■ **Assigned task**
Whenever a line of the records below contains the word "white", copy that line.

■ **Records shown**
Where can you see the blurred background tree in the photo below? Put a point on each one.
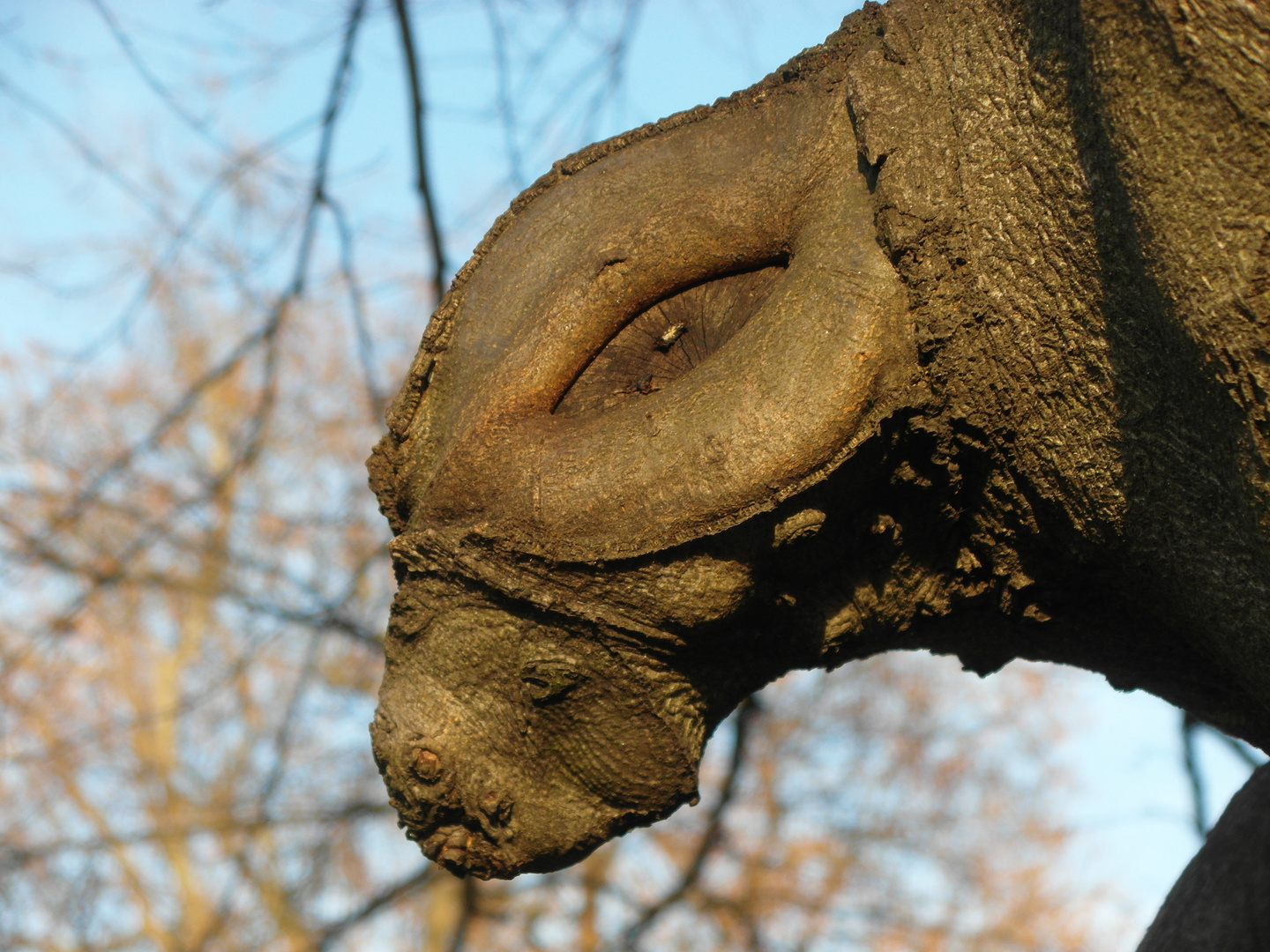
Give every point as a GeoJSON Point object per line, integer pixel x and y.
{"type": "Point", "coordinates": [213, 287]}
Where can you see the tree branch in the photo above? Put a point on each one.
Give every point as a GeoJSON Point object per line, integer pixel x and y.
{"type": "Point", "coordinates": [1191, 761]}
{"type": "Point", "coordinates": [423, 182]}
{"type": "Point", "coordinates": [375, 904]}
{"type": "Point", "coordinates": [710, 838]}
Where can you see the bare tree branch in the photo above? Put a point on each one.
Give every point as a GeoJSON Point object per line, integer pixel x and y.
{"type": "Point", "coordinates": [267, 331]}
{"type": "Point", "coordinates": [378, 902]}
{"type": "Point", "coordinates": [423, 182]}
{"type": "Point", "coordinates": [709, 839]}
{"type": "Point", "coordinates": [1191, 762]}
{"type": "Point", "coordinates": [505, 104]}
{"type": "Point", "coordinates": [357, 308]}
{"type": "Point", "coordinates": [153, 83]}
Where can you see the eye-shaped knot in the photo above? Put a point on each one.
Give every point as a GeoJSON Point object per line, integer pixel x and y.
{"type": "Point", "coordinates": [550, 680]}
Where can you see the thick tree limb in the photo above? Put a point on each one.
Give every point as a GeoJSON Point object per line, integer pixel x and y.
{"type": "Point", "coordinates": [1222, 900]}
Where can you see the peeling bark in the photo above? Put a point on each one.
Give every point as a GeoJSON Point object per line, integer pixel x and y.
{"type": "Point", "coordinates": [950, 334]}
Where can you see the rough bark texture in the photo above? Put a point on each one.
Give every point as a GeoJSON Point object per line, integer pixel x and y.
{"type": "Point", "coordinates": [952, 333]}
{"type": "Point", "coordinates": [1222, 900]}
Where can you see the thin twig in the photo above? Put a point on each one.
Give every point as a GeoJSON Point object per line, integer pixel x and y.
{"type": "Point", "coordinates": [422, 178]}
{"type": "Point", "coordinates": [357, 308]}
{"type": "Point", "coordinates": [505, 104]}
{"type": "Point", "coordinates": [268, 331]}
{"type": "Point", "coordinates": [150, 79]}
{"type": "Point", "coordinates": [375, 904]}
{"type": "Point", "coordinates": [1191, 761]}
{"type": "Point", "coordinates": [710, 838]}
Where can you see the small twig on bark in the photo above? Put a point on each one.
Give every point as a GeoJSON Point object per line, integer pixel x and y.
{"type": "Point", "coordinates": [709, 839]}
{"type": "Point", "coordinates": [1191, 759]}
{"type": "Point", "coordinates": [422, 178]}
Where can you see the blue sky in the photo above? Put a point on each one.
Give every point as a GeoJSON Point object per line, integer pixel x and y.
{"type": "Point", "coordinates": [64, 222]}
* * *
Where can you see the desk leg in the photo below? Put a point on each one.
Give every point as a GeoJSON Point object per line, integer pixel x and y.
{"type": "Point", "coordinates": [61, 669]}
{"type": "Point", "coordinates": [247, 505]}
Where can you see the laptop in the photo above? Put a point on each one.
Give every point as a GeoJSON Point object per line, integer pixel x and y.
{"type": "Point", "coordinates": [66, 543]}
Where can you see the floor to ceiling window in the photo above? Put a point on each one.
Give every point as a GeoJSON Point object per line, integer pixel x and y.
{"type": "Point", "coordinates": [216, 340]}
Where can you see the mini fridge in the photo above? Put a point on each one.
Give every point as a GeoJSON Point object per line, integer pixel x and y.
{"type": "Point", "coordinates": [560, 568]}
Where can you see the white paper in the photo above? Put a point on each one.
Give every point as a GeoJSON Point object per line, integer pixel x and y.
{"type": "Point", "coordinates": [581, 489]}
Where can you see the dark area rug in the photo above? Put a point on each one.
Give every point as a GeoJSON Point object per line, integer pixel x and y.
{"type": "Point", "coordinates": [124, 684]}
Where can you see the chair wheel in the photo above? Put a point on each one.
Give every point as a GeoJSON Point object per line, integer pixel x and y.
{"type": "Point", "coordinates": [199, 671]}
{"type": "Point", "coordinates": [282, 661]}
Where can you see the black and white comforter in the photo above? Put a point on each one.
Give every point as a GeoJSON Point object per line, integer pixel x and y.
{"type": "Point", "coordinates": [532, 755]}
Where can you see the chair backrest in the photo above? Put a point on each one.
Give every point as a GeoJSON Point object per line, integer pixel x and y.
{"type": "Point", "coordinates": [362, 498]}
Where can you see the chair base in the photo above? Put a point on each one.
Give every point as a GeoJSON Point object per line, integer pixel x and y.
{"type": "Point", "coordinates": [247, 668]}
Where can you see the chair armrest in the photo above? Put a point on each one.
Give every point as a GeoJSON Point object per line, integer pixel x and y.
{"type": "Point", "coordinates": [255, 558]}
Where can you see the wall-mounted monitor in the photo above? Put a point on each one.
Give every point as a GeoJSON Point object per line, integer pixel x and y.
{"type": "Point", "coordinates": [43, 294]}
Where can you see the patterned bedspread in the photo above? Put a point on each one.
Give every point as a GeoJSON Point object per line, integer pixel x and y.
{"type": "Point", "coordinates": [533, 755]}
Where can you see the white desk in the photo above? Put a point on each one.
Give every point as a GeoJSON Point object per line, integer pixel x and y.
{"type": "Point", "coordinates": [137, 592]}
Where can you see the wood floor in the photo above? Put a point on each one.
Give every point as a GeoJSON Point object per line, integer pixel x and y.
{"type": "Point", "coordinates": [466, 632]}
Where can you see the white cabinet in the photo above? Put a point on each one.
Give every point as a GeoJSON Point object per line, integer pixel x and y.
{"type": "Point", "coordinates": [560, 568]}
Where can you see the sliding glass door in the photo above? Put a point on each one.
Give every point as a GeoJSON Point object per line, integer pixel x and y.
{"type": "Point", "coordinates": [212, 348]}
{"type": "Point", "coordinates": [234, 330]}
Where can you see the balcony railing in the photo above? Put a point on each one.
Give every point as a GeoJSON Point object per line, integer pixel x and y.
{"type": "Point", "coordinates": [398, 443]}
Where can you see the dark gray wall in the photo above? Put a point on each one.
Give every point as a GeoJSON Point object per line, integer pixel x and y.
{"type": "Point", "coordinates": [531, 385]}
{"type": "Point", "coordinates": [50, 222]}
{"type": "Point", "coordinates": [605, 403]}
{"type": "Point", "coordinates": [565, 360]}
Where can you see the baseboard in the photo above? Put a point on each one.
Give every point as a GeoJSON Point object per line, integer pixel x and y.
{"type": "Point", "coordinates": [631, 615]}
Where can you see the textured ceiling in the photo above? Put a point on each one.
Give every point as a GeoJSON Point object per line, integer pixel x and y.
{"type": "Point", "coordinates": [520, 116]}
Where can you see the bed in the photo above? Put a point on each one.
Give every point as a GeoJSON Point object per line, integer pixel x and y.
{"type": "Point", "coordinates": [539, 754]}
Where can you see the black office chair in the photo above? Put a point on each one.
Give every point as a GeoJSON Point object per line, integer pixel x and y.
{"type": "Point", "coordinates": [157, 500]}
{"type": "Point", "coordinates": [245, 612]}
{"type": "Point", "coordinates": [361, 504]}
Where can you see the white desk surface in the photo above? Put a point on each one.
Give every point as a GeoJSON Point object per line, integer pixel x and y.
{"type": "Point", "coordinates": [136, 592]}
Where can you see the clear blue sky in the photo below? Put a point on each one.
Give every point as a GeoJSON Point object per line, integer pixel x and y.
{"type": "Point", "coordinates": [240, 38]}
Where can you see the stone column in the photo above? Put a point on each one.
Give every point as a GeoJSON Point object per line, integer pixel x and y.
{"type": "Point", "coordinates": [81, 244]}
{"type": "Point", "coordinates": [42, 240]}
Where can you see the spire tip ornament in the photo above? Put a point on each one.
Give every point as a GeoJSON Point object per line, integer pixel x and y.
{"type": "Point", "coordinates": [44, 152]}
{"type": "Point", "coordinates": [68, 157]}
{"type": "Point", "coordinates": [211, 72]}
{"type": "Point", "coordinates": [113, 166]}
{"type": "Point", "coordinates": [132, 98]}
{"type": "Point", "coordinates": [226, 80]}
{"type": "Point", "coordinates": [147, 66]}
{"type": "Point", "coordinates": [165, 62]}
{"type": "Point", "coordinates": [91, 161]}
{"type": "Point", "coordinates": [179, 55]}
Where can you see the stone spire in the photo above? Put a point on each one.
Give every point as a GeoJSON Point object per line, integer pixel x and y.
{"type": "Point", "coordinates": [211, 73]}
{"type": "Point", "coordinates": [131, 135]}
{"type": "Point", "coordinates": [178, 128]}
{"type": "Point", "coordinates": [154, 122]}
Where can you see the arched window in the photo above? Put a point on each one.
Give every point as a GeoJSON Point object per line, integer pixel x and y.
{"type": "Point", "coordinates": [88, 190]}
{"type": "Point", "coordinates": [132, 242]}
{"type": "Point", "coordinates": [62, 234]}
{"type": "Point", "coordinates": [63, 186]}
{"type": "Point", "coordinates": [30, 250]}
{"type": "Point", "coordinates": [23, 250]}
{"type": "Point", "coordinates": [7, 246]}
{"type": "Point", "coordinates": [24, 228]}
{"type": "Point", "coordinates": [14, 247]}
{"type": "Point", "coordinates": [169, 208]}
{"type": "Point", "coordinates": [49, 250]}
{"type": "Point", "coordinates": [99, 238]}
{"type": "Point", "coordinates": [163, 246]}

■ **Exercise output**
Where can you see the white paper in the photo above? Put a point on each one.
Where can you see the black and white comforter in the photo above? Put a point on each one.
Where can you see the white desk in the photo above? Put a point on each one.
Where can you see the white cabinet in the photo above? Put a point on each one.
Where can you see the white desk surface in the photo above? Put a point on each one.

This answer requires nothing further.